** START OF Records shown **
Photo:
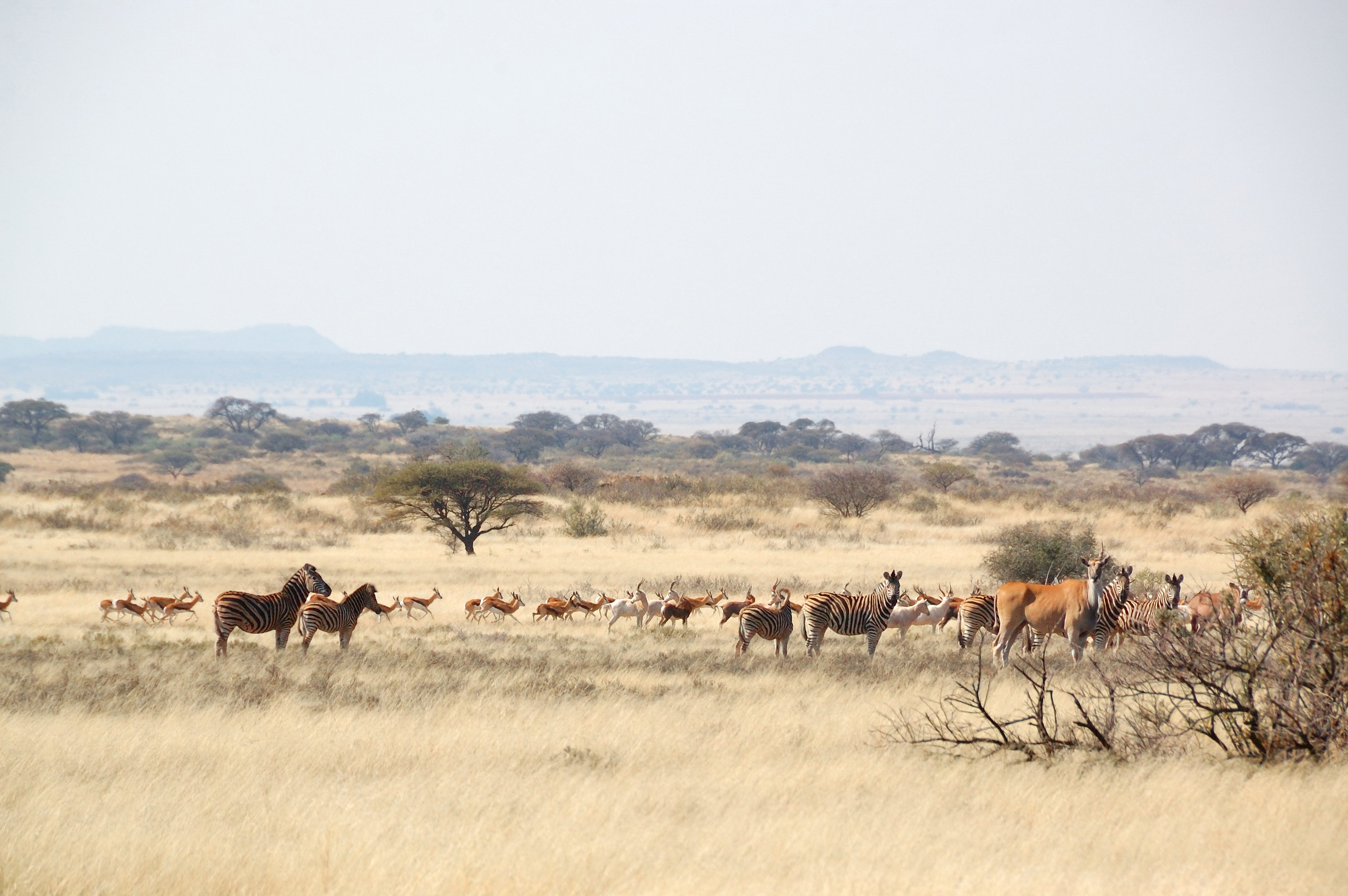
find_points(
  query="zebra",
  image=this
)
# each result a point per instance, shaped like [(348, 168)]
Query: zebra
** END OF Records shown **
Rewrite the lines above with every "zebra" changed to "giraffe" and nothing else altered, leaving out the pictures.

Photo:
find_points(
  query="giraffe",
  image=this
)
# each result a point per instance, shaped like [(348, 168)]
Query: giraffe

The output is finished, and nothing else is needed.